| GIVEN PROBLEM |
Reproduce the data below line for line, without changing a single character.

| MATERIAL SHOWN |
-.-.-
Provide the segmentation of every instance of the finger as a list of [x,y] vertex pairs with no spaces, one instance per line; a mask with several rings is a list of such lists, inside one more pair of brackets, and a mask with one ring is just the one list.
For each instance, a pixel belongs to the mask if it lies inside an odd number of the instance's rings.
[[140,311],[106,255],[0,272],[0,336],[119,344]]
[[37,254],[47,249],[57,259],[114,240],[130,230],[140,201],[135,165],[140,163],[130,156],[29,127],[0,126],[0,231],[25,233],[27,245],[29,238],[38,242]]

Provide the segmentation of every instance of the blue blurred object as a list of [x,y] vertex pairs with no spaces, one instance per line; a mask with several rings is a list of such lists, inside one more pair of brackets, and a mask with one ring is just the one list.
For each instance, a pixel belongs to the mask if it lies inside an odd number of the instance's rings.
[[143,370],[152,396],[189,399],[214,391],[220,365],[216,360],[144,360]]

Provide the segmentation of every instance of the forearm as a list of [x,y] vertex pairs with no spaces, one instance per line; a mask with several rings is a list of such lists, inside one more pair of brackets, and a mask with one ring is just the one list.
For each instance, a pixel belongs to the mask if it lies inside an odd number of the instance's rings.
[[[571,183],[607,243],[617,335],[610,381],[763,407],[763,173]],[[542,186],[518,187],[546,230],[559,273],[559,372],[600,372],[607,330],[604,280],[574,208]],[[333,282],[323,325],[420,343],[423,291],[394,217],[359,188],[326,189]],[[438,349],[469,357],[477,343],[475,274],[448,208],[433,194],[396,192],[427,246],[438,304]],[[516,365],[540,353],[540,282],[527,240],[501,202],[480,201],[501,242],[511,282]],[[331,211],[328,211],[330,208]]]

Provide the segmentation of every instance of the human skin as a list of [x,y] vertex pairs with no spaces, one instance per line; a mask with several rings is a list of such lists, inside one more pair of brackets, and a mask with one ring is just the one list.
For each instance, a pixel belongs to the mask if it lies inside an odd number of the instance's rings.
-.-.-
| RESULT OF THIS EXERCISE |
Provide the segmentation of every instance of the finger as a list of [x,y] vertex pairs with no spaces, one instance per line; a mask with several rings is a list of such lists, inside one more pair of brackets, and a mask with one ring is just the one list.
For each instance, a pixel belongs to the mask if it lies inside an odd number of the instance's rings.
[[140,311],[106,255],[0,272],[0,336],[119,344]]
[[37,254],[47,249],[57,259],[114,240],[130,230],[140,201],[135,165],[140,163],[130,156],[29,127],[0,126],[0,231],[25,233],[27,245],[29,238],[38,242]]

Provide the segmentation of every instance of the blue blurred object as a list of [x,y] vertex pairs with no spaces, one instance per line; a mask with several rings is a list of such lists, inside one more pair of brackets, and a mask with one ring is just the one list.
For each instance, a pixel belongs to the mask if it lies inside an odd number of the instance's rings.
[[143,370],[152,396],[189,399],[214,391],[220,365],[216,360],[144,360]]

Provide the segmentation of every instance of the forearm as a list of [x,y] vertex pairs with no spaces, one instance per line; a mask with several rings is a list of such lists, inside one more pair of brackets, and a mask with one ring is just the one list.
For each instance, a pixel belongs to the mask if it lies inside an odd number of the instance's rings.
[[[571,183],[607,243],[617,335],[610,381],[763,407],[763,173]],[[542,186],[518,187],[546,230],[559,273],[559,372],[600,372],[607,330],[604,280],[574,208]],[[333,282],[323,325],[420,343],[423,291],[394,217],[359,188],[326,189]],[[438,349],[469,357],[477,343],[475,274],[448,208],[433,194],[396,192],[427,246],[438,304]],[[516,365],[540,353],[540,282],[527,240],[501,202],[480,201],[501,242],[511,282]],[[331,211],[328,211],[330,208]]]

Provide the segmentation of every instance of the human skin as a list of [x,y] vertex pairs with no spaces, one instance per line; a mask with several rings is a list of such lists, inside one more pair of brackets, and a mask with one ring is just the one list.
For each instance, a pixel belongs to the mask if it lies inside an odd number of the instance's rings.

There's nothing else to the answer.